◆ Фрагмент текста:

....

Также потрудись послать в Москву один экземпляр на имя Графа Шереметьева и два на имя Графини с тем, чтоб один из них она доставила Митрополиту Филарету. Их адрес: в Москве на Воздвиженке в собственном доме. Пошли в Бородинский Монастырь три экземпляра при прошлом письме, адресуя в Можайск Московской Губернии, — один Г-же Игумении [210], другой двум ее келейницам, Палладии и Анатолии, третий Елизавете Шаховой [211].
Мне сюда пришли экземпляр.
Князю Суворову — один.
Пришли порошков от клопов, которые здесь многочисленны…
{стр. 347}
№ 6
Отец Наместник, Иеромонах Игнатий!
Благодарю Вас за то внимание, с которым Вы извещаете меня о главных обстоятельствах Сергиевой Пустыни.

....

◆ Об упражнении:
Ответьте на вопросы по отрывку выше.
(a) На какой улице в Москве находится дом, куда нужно послать экземпляры?
(b) Как зовут двух келейниц Игумении?
(c) О чем адресат письма № 6 извещает автора?

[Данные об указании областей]
....

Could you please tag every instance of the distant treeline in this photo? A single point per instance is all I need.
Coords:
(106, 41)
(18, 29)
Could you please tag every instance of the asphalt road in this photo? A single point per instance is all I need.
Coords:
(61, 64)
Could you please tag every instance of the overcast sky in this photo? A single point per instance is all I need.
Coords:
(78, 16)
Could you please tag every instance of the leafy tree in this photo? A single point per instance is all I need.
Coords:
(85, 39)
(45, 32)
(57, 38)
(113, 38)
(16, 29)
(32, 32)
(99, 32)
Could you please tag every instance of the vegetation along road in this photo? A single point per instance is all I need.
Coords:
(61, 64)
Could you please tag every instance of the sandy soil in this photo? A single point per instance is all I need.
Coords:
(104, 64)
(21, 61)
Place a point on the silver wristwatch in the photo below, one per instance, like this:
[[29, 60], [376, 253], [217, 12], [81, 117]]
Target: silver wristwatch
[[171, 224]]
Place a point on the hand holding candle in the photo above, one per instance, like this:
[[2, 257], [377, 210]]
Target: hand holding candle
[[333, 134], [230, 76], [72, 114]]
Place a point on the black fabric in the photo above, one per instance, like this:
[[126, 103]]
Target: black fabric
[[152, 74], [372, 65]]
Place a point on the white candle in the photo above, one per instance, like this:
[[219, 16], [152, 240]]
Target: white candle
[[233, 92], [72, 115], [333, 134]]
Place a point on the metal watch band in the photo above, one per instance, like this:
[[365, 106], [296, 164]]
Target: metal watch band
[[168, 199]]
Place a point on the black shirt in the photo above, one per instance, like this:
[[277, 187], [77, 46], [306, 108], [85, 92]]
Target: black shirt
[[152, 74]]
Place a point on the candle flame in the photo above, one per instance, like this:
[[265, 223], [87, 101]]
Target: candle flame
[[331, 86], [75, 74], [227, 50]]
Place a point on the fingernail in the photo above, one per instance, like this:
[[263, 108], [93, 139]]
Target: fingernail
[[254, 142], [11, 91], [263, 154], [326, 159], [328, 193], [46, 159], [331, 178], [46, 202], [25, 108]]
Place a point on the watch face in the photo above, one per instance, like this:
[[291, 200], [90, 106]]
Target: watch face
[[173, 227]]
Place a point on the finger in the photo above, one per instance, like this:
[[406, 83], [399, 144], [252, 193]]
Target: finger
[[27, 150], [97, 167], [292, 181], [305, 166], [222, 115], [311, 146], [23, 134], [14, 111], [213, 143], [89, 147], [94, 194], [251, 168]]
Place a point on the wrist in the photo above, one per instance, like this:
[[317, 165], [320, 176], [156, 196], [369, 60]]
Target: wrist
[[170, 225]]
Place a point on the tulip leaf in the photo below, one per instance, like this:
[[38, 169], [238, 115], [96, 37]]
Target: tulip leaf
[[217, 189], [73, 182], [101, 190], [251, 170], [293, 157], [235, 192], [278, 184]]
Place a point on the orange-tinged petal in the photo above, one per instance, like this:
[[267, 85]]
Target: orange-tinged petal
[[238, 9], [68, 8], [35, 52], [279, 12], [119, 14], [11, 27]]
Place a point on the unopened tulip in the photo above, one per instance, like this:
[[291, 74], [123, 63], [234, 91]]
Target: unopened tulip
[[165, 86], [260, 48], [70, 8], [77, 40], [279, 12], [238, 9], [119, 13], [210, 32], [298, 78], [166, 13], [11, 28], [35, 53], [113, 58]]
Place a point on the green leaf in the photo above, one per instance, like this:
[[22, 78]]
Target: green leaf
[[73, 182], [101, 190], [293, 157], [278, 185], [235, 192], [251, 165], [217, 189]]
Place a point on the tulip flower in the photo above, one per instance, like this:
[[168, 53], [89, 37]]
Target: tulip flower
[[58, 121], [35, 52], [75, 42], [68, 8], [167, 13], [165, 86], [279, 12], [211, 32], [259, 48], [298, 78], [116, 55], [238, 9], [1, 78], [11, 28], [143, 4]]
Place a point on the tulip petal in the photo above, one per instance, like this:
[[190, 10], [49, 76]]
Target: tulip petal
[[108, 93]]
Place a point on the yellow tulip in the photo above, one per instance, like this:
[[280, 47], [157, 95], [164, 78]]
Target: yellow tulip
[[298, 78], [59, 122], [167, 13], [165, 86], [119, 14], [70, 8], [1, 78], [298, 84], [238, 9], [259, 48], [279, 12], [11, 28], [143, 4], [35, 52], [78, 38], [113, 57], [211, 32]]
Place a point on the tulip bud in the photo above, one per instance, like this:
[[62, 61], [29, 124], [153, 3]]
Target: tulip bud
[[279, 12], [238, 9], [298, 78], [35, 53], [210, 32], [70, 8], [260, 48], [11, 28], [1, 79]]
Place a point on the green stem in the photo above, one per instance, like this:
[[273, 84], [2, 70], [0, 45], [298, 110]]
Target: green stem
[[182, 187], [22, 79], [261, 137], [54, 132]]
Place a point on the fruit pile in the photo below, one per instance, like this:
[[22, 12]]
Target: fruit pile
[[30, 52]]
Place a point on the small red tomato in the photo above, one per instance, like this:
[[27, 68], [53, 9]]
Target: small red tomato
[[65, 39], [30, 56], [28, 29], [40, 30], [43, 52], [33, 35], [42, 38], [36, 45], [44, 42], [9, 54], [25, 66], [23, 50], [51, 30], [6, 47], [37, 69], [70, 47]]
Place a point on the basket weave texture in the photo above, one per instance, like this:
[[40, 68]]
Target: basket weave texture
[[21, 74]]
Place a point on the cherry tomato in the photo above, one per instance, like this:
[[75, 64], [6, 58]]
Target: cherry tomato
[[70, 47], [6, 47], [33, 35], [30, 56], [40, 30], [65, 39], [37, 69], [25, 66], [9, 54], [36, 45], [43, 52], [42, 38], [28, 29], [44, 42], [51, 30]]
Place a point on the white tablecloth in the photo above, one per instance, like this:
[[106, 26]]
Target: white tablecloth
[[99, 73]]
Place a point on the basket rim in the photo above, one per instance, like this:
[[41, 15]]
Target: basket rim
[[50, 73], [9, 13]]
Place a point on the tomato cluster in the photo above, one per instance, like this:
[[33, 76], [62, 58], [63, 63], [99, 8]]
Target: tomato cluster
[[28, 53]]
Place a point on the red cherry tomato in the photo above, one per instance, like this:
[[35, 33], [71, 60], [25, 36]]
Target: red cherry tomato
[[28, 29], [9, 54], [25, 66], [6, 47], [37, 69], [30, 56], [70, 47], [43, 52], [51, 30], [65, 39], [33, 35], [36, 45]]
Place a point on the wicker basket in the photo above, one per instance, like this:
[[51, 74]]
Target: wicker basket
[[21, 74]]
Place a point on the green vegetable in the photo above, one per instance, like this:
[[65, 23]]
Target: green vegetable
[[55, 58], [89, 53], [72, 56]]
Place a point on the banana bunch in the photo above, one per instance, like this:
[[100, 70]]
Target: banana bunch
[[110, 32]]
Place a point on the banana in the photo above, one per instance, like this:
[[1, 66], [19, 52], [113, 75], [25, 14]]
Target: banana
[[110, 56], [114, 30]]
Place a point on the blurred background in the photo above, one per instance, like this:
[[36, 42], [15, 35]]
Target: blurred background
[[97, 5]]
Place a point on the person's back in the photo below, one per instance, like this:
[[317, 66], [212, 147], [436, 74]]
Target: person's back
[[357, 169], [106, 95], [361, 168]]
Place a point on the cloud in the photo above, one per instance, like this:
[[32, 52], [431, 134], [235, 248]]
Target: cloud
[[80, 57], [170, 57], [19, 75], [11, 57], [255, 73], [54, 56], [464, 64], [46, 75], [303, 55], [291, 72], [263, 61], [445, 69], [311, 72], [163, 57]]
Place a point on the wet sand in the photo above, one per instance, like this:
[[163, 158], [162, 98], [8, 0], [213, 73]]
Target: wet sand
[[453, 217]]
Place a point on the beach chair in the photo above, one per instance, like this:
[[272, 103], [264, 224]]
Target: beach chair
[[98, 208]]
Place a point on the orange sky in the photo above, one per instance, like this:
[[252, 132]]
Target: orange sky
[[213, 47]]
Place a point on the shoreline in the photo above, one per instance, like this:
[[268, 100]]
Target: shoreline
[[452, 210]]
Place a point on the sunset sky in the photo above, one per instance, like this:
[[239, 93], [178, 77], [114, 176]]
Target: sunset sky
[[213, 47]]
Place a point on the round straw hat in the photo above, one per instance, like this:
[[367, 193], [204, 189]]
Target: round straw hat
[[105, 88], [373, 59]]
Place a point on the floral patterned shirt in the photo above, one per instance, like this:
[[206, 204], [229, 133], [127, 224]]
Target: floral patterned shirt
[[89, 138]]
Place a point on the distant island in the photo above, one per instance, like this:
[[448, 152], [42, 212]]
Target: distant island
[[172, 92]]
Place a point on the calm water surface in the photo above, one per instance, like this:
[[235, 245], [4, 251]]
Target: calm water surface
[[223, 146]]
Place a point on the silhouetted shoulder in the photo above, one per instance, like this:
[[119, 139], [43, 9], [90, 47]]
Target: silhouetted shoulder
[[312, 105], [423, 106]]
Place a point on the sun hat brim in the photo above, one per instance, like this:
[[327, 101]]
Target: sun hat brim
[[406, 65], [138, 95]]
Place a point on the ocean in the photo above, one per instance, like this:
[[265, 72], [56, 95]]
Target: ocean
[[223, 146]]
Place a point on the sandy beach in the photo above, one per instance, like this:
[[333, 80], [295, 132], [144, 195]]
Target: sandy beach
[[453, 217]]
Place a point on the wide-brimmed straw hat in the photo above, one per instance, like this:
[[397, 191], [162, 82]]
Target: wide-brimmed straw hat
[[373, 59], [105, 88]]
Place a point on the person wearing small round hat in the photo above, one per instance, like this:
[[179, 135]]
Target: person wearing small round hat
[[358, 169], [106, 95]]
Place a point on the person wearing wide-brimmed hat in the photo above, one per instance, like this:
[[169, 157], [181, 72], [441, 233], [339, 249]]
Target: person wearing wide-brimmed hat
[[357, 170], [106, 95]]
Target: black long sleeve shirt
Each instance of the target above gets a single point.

....

◆ Письменный ответ:
(a) На Воздвиженке.
(b) Палладия и Анатолия.
(c) О главных обстоятельствах Сергиевой Пустыни.